| CONSIGNE |
Dans le texte sur le contrat accidents de la vie, extrayez le passage qui commence aux mots « Il ressort de » et se termine après « par le contrat. ».

| TEXTE SUPPORT |
%%

Sur la demande de provision à l'encontre de la Samcv Matmut, eu égard aux conclusions émises dans le prérapport de l'expert judiciaire, Mme [F] ne conteste pas qu'en exécution du contrat multirisques accidents de la vie litigieux, elle ne peut bénéficier d'une indemnisation au titre de l'incapacité permanente, des souffrances endurées, du préjudice esthétique permanent, des frais de prothèse, de logement et de véhicule adapté, puisque ces prestations sont soumises à un seuil de déclenchement de 10 % d'incapacité permanente. Néanmoins, elle s'estime bien fondée dans sa demande de provision au titre du forfait hospitalisation prévu au contrat, dont le seuil de déclenchement n'est pas le taux d'incapacité permanente, mais la durée de l'hospitalisation, à savoir trois jours.
Il ressort de la lecture des conditions générales et particulières du contrat litigieux que le seuil de déclenchement du forfait hospitalisation prévu au contrat n'est pas le taux d'incapacité permanente, mais la durée de l'hospitalisation de trois jours. Toutefois, le déclenchement de cette garantie reste subordonné à la caractérisation d'un évènement accidentel couvert par le contrat.

%%

| DONNÉES AFFICHÉES |
%%

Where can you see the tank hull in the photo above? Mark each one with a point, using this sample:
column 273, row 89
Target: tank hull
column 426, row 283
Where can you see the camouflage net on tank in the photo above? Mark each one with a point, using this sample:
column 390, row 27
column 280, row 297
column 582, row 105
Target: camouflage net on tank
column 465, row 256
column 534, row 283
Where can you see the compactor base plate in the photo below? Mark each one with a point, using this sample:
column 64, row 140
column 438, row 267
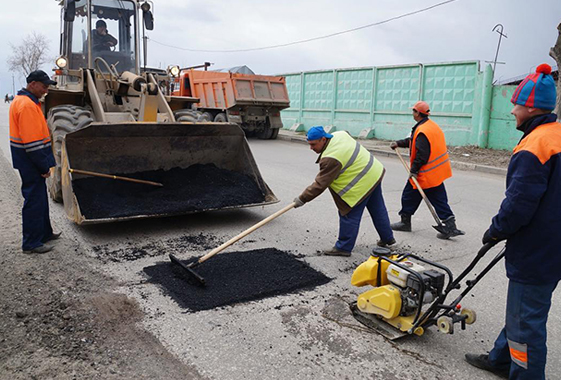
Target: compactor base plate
column 377, row 324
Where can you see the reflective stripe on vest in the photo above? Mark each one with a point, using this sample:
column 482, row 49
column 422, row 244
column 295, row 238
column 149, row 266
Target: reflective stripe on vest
column 437, row 168
column 360, row 170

%%

| CORRIGÉ |
Il ressort de la lecture des conditions générales et particulières du contrat litigieux que le seuil de déclenchement du forfait hospitalisation prévu au contrat n'est pas le taux d'incapacité permanente, mais la durée de l'hospitalisation de trois jours. Toutefois, le déclenchement de cette garantie reste subordonné à la caractérisation d'un évènement accidentel couvert par le contrat.